(Source records)
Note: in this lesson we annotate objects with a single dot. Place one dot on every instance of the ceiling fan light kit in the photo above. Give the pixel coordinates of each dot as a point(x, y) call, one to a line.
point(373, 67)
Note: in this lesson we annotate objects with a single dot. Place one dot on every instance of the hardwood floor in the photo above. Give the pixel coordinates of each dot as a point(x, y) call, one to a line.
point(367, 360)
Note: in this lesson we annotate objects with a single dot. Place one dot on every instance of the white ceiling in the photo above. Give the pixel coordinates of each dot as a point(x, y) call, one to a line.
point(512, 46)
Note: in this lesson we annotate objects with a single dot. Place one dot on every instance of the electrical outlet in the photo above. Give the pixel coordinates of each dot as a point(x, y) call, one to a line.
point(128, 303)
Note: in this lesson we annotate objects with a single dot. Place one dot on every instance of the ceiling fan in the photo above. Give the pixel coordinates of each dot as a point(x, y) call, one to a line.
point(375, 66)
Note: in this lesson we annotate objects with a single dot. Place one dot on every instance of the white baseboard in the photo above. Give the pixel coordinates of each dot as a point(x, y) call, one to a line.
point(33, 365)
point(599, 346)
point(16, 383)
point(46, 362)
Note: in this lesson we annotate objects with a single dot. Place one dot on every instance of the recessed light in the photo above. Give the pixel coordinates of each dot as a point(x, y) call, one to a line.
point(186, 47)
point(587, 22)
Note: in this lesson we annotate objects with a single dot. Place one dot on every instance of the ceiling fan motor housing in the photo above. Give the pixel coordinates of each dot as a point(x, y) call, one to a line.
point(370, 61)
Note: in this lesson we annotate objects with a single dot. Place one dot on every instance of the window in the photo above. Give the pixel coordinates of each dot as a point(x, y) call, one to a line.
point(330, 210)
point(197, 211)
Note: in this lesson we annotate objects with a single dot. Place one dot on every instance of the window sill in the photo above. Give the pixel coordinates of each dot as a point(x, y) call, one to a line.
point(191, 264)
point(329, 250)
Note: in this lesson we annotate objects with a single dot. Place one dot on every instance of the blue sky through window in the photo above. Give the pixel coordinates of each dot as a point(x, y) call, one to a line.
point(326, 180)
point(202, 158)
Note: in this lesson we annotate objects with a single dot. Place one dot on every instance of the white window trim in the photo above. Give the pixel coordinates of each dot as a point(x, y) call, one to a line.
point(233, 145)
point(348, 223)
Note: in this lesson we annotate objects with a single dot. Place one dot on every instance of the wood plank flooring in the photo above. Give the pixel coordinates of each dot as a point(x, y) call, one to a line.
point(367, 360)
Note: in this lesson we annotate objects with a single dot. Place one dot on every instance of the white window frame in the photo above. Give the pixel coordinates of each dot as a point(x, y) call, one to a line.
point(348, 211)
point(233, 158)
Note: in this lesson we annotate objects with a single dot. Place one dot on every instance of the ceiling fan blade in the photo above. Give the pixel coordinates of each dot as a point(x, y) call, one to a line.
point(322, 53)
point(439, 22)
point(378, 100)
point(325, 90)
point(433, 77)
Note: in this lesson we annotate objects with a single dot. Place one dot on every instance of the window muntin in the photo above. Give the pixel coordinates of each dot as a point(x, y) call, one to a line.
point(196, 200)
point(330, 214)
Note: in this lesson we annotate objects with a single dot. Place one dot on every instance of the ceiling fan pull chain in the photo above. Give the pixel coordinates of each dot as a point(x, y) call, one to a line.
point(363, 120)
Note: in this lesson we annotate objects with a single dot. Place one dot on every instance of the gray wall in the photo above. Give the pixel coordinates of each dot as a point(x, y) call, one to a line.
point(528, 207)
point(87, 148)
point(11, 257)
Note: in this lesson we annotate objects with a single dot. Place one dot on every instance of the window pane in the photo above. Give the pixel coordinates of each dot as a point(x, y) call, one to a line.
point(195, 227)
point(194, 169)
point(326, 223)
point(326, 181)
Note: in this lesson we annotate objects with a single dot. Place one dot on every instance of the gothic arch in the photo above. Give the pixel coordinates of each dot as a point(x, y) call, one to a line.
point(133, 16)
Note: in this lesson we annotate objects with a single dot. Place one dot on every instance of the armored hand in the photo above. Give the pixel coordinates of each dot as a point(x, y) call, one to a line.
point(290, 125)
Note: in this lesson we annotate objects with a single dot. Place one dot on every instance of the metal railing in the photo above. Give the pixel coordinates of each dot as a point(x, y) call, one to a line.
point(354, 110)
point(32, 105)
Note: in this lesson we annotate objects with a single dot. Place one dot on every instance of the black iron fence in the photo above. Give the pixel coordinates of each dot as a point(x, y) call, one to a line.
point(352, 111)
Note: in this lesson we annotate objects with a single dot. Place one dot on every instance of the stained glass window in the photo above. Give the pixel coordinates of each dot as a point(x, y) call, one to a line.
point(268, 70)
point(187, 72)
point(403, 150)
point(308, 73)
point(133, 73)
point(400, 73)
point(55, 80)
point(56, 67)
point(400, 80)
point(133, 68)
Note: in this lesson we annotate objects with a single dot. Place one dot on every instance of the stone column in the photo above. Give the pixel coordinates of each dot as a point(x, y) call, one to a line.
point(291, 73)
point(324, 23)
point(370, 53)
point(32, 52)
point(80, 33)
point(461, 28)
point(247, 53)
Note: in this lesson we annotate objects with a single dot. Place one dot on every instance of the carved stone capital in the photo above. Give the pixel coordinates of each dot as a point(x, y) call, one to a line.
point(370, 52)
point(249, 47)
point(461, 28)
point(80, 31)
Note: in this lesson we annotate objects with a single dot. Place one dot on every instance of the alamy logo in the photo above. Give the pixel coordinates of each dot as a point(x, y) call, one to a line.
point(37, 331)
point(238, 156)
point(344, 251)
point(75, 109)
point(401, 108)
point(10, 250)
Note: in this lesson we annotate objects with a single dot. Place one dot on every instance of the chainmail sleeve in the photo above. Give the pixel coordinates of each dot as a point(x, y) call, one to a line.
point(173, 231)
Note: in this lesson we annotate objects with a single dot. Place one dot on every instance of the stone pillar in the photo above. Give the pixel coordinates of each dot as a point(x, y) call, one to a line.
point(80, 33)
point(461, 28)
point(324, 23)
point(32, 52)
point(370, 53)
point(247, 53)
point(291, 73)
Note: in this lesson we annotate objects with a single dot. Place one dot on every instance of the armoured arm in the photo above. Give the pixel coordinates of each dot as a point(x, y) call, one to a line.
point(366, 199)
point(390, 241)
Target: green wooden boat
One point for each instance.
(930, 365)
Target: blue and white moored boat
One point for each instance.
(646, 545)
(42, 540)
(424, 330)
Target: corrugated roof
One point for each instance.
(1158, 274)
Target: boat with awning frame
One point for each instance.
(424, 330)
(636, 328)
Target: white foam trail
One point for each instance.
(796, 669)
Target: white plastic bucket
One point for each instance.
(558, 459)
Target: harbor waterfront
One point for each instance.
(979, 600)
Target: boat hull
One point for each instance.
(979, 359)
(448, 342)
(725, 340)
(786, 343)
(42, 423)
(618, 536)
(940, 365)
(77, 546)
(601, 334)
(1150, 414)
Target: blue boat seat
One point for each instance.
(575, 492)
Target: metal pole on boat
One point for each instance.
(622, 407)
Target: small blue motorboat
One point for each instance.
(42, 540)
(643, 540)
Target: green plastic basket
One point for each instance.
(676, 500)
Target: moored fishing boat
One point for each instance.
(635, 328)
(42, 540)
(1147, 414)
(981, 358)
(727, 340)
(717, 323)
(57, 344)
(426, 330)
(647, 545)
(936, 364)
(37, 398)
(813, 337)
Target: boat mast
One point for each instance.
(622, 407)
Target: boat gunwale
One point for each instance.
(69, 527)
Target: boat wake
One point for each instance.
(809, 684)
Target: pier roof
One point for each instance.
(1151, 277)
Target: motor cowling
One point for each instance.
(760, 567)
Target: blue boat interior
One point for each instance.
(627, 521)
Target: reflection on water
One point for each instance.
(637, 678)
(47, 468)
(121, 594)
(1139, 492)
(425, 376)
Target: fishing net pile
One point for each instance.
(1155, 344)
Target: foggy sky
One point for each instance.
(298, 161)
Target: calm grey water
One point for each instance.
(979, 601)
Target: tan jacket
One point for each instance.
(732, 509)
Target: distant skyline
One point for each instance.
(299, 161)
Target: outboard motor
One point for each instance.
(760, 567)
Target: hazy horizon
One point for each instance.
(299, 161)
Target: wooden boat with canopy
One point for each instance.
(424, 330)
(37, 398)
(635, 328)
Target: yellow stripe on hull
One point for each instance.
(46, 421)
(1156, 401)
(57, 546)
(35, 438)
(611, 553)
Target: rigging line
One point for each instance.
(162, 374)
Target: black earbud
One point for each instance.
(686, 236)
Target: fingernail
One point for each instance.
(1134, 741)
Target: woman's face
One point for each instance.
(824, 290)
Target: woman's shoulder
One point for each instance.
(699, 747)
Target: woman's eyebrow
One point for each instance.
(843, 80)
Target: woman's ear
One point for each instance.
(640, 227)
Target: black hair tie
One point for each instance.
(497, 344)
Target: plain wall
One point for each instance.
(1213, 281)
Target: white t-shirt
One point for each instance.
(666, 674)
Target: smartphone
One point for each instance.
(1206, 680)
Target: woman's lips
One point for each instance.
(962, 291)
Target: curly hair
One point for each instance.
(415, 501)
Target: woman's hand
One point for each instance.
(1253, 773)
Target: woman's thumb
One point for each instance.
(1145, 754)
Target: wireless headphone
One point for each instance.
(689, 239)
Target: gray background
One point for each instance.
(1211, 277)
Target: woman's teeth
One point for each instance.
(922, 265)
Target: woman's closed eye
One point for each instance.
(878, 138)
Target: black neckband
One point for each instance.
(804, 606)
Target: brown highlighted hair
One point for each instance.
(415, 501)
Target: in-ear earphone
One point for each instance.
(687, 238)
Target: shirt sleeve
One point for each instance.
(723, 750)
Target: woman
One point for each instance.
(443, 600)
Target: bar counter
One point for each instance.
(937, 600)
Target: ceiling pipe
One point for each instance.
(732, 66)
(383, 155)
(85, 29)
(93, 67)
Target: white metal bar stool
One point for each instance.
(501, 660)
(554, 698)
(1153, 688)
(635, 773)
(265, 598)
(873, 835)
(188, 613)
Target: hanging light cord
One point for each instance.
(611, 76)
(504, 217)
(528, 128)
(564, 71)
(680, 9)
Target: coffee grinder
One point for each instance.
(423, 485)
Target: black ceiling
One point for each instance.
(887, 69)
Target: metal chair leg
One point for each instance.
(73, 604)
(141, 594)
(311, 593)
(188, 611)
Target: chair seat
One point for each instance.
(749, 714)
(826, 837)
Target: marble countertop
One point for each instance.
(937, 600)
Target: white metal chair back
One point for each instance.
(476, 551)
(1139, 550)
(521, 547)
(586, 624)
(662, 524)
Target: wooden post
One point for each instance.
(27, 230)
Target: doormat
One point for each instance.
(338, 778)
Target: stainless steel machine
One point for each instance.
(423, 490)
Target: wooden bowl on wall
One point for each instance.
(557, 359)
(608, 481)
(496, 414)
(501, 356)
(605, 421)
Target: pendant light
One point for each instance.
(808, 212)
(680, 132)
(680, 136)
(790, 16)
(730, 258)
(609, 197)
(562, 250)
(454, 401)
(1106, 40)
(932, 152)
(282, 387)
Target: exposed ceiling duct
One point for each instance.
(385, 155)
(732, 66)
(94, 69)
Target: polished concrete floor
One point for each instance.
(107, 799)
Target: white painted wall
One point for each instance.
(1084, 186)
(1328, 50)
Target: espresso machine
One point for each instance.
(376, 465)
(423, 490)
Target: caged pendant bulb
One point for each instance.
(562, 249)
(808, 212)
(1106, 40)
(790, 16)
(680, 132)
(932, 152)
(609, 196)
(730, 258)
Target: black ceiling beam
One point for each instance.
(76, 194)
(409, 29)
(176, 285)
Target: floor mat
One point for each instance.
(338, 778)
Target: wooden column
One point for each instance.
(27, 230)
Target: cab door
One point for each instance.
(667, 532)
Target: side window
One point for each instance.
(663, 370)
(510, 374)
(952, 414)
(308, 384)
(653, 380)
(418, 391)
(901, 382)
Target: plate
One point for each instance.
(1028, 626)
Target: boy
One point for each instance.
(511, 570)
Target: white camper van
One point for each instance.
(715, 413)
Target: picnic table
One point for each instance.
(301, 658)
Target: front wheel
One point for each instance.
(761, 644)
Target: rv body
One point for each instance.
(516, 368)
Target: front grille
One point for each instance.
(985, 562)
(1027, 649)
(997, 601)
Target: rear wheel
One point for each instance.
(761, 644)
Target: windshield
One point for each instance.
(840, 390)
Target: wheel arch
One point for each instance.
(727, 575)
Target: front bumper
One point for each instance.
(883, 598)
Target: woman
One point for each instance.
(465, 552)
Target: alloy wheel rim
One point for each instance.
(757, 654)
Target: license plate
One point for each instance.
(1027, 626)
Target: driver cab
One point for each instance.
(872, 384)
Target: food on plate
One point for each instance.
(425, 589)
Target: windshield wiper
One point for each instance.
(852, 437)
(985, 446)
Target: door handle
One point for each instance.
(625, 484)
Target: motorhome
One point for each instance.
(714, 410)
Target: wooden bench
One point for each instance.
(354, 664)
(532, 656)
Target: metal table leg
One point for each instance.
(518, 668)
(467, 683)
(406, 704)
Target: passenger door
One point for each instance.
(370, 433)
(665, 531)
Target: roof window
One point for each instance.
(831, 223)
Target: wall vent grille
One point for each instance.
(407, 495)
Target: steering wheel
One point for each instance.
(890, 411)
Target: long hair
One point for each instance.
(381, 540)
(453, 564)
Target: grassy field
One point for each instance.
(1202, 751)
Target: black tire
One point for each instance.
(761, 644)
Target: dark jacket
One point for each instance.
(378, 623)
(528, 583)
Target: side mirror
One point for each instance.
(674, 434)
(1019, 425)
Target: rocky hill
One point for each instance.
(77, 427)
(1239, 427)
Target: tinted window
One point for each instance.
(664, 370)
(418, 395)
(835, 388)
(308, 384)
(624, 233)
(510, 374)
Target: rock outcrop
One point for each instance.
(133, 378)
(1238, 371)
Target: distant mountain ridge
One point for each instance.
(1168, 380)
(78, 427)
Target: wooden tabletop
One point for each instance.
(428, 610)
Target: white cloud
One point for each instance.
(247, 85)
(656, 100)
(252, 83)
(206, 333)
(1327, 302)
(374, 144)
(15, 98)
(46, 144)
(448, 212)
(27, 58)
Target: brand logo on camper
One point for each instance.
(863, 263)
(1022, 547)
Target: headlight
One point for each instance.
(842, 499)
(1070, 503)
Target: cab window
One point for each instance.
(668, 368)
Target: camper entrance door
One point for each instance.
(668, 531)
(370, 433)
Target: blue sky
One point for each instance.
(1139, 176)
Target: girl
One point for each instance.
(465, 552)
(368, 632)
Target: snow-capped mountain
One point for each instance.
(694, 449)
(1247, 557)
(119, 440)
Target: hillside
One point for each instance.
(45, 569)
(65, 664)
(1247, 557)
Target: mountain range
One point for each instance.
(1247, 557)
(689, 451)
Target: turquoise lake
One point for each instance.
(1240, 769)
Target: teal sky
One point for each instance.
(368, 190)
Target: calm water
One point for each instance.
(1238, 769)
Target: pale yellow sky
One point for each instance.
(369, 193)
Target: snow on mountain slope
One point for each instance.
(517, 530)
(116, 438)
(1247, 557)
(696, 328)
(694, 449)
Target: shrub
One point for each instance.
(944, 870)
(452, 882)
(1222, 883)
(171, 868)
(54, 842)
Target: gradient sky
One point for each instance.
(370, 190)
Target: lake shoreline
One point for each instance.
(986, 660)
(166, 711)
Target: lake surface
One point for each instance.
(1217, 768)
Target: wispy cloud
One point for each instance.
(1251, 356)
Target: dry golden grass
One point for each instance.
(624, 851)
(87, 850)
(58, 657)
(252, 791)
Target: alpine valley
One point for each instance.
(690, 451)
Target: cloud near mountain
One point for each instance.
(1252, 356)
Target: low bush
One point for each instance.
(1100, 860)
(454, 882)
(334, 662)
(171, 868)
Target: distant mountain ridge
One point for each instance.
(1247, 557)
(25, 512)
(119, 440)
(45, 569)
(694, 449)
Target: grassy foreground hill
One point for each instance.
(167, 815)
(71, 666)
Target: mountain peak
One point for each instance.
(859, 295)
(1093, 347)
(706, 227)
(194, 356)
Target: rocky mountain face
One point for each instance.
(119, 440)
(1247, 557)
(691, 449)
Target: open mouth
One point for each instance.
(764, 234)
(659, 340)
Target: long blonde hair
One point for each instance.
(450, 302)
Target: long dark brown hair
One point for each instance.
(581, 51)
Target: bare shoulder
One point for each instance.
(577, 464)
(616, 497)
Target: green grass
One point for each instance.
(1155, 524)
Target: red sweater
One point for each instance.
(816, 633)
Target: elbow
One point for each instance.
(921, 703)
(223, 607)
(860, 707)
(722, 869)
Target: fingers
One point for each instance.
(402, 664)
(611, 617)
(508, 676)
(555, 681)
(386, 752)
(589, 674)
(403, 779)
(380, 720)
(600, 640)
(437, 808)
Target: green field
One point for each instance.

EXERCISE BRIEF
Reproduce the material starting with the line that contains "Target: wispy cloud" and going on through the line that contains "(1155, 524)", renaming "Target" to "Object" wherever it appears and leaving everything else as it is.

ANSWER TO THE PROBLEM
Object: wispy cloud
One point for each instance.
(1251, 356)
Object: dry golden grass
One point for each instance.
(624, 851)
(87, 850)
(58, 657)
(252, 791)
Object: alpine valley
One point for each instance.
(690, 451)
Object: cloud near mountain
One point for each instance.
(1252, 356)
Object: low bush
One point for each instance.
(1100, 860)
(454, 882)
(334, 662)
(171, 868)
Object: distant mountain ridge
One point for each instance.
(1247, 557)
(25, 512)
(119, 440)
(45, 569)
(694, 449)
Object: grassy foreground hill
One point for each instance.
(167, 815)
(71, 666)
Object: mountain peak
One point for each instance.
(859, 295)
(1093, 347)
(706, 227)
(194, 356)
Object: rocky mountain face
One point for each instance.
(119, 440)
(1247, 557)
(691, 449)
Object: open mouth
One point for each instance.
(764, 234)
(659, 340)
Object: long blonde hair
One point for each instance.
(450, 302)
Object: long dark brown hair
One point for each instance.
(581, 51)
Object: bare shoulder
One point for each instance.
(577, 464)
(616, 497)
Object: green grass
One point for each instance.
(1155, 524)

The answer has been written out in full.